# Consigna:
Por favor, indique si cada afirmación coincide con el texto sobre el modelo rural argentino, respondiendo sí o no y citando literalmente las palabras del texto que lo deciden.
1. La Argentina es el país que más utiliza semillas genéticamente modificadas en el mundo.
2. En 2001 y 2002 se sembraron alrededor de trece millones de hectáreas de soja transgénica.
3. El herbicida glifosato mencionado pertenece a la empresa transnacional Monsanto.

# Texto de lectura:
==================================================
Ahora, toda catástrofe con su lógica apremiante enceguece el progresismo político circunscribiendo la justicia a la distribución -valor no claudicable y fielmente expresado en la constitución de las espasmódicas asambleas y ollas populares citadinas- y no refiriendo el problema a la conformación, también catastrófica y de más difícil intervención cívica, del proceso productivo. Es que el mito originario de “granero del mundo” sigue siendo tan determinante del imaginario como país en la escena nacional e internacional que seguimos pensando que vivimos todavía en el bucólico territorio de las vacas gordas y las mieses generosas.

El Grupo de Reflexión Rural ha pensado y trabajado profundamente esta problemática y ha arribado a conclusiones que advierten sobre la profundización de la tragedia.

A veces, los datos y el “posicionamiento” en el ámbito mundial son absolutamente concluyentes: en la actualidad, la Argentina es, después de los EE.UU., el productor más aplicado en la utilización de semillas genéticamente modificadas. Sólo en lo que respecta a la soja transgénica se sembraron en 2001 y 2002 alrededor de trece millones de hectáreas, con el consecuente uso -y control oligopólico- de ciento cincuenta millones de litros de herbicida glifosato de la empresa transnacional Monsanto.

Así como el modelo-rural argentino tiende cada vez a ser más dependiente pues se basa en la exportación de insumos con poco valor agregado, en la concentración de la tierra, en el despoblamiento del medio rural y en la depredación patrimonial del suelo -biodiversidad y semillas-, el modelo de país hipoteca su futuro volviéndose insumo-dependiente, no soberano alimentariamente y débil desde su rol en la escena del comercio internacional.
==================================================
# Registros almacenados:
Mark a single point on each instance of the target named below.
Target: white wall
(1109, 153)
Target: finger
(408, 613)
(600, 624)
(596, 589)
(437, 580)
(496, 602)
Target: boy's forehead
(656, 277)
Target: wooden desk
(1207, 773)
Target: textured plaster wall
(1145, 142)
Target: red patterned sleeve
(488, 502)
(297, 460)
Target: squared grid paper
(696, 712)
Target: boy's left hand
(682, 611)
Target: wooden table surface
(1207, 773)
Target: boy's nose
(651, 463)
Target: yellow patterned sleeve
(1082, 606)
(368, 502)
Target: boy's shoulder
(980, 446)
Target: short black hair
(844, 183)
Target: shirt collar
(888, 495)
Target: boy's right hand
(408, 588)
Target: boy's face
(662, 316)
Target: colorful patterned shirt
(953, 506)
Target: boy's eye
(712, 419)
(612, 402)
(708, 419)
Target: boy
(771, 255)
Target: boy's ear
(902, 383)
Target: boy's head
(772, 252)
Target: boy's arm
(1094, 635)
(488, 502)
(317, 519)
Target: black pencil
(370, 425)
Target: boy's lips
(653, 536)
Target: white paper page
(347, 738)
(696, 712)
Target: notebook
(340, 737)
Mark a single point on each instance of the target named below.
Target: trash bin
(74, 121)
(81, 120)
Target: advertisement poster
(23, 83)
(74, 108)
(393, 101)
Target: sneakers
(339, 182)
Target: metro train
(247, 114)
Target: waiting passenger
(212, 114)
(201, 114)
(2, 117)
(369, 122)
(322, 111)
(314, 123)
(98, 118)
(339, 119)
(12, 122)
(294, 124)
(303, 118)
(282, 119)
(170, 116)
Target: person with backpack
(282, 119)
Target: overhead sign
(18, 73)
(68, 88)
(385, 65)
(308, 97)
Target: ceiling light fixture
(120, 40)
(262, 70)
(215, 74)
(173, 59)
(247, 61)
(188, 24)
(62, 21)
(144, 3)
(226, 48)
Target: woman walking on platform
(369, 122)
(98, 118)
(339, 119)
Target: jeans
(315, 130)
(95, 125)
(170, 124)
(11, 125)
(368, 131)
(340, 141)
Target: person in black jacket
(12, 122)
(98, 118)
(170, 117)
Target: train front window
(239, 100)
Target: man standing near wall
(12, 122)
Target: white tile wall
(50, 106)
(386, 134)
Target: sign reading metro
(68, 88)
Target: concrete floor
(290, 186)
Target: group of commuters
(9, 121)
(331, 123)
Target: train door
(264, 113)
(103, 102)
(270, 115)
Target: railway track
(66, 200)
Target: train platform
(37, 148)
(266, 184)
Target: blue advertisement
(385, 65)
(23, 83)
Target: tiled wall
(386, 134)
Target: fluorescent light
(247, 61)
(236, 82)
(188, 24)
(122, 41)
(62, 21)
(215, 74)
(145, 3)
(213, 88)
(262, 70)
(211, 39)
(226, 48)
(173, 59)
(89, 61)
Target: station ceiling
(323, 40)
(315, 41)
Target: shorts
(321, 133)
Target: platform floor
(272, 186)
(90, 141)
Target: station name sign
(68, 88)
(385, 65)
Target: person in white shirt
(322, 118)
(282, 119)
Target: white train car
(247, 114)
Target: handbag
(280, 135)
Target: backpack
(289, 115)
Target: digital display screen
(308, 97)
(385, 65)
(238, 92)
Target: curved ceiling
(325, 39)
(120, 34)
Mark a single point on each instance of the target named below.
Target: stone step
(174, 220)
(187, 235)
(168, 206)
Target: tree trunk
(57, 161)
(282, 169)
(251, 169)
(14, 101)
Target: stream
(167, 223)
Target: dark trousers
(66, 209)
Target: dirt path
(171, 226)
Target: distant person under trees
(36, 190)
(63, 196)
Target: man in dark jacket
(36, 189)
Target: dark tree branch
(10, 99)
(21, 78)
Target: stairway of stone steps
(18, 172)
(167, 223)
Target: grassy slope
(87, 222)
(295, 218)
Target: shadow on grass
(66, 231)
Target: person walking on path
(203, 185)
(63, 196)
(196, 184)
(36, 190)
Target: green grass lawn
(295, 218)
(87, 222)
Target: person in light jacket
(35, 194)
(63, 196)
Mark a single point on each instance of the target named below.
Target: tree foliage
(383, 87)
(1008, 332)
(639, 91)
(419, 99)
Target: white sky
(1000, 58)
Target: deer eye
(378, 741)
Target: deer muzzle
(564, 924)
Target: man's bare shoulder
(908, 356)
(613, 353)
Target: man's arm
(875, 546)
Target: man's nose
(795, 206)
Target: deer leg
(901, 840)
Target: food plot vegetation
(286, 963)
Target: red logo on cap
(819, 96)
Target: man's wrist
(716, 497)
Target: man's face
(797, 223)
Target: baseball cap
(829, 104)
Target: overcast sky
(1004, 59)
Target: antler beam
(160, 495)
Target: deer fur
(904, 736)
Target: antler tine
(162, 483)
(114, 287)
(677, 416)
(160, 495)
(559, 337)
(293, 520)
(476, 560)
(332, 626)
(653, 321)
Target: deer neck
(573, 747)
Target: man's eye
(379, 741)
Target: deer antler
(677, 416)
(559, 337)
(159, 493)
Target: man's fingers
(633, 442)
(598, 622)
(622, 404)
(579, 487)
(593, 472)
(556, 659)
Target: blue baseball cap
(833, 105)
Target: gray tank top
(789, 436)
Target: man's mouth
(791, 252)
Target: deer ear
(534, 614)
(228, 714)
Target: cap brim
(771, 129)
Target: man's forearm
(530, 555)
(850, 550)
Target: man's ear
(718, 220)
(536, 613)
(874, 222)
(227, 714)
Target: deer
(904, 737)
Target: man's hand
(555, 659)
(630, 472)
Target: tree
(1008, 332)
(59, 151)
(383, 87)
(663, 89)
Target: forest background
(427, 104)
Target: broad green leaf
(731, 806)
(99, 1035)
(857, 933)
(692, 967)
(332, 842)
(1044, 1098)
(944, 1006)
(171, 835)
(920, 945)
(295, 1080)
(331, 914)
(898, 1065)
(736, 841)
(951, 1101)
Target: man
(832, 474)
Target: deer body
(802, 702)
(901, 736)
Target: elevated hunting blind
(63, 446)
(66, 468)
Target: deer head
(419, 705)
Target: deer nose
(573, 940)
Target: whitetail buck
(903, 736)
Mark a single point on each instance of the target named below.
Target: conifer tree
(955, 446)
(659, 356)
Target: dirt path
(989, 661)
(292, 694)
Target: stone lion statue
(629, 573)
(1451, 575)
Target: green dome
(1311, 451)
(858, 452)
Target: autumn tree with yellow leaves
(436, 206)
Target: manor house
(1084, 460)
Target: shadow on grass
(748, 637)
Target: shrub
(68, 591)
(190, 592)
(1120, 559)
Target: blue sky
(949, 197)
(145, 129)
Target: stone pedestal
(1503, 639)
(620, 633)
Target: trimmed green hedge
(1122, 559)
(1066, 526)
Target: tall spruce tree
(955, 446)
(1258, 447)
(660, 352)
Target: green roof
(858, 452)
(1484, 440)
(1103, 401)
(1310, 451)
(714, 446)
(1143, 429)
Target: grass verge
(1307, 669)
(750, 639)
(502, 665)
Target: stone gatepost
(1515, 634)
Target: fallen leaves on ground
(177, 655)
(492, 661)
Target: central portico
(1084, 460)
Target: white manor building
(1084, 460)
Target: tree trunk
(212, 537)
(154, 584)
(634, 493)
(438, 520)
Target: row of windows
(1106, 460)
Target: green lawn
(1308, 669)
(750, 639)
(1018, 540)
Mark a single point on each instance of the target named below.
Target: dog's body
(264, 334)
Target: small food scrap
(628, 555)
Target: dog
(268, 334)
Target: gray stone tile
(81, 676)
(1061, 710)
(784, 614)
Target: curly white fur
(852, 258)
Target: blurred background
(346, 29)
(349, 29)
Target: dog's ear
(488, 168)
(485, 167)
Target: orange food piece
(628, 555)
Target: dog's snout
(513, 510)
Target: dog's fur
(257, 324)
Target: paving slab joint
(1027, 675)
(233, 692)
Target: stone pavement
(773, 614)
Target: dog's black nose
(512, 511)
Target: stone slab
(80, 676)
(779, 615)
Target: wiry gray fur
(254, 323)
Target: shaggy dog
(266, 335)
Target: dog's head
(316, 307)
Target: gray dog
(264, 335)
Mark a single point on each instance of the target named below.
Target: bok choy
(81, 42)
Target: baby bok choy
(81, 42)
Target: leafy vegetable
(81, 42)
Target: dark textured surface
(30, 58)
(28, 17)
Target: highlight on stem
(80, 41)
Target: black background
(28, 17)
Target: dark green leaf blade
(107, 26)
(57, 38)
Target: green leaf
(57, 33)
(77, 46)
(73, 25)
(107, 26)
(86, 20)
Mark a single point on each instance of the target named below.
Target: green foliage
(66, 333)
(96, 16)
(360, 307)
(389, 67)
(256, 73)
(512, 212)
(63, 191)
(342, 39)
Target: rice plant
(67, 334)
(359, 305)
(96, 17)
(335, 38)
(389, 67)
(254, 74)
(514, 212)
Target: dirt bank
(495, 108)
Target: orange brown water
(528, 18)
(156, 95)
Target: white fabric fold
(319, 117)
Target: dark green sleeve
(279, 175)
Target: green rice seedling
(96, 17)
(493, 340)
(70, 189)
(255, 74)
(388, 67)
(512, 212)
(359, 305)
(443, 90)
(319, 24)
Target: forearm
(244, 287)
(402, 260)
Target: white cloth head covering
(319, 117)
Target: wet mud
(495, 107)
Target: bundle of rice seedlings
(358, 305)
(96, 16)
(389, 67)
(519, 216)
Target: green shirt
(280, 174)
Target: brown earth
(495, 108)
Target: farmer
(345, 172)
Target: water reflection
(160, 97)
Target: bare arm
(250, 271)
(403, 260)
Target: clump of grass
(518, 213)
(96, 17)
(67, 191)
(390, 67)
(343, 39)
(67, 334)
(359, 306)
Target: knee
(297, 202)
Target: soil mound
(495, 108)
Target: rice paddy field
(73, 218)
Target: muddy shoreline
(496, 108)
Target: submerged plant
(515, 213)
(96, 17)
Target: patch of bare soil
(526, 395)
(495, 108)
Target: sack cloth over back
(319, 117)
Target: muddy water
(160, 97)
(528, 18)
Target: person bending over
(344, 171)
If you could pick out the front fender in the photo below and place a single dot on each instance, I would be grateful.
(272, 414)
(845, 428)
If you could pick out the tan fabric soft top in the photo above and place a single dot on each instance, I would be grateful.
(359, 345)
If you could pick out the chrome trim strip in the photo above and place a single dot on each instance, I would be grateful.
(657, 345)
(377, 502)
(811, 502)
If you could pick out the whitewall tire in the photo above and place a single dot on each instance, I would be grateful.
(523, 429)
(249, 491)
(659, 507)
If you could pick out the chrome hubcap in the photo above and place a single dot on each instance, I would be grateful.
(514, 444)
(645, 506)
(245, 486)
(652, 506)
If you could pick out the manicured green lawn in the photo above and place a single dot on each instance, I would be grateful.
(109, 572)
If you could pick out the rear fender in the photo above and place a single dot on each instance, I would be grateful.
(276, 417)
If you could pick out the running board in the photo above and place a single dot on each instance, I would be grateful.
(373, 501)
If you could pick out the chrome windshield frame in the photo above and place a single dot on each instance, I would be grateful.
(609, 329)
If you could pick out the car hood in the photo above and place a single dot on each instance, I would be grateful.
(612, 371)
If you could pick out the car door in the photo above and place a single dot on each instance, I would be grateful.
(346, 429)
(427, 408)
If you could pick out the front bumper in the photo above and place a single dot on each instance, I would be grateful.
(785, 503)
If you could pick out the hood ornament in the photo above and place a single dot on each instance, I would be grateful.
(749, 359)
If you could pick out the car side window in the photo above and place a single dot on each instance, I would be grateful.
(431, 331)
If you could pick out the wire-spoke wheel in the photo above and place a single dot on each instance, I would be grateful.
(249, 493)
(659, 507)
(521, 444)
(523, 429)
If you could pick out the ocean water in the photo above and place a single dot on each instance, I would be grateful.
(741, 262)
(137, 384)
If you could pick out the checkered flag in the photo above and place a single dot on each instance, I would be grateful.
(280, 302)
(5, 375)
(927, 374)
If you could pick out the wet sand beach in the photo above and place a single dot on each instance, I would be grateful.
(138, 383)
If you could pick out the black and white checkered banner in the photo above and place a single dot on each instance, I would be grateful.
==================================================
# Solución:
1. No: "la Argentina es, después de los EE.UU., el productor más aplicado en la utilización de semillas genéticamente modificadas".
2. Sí: "Sólo en lo que respecta a la soja transgénica se sembraron en 2001 y 2002 alrededor de trece millones de hectáreas".
3. Sí: "herbicida glifosato de la empresa transnacional Monsanto".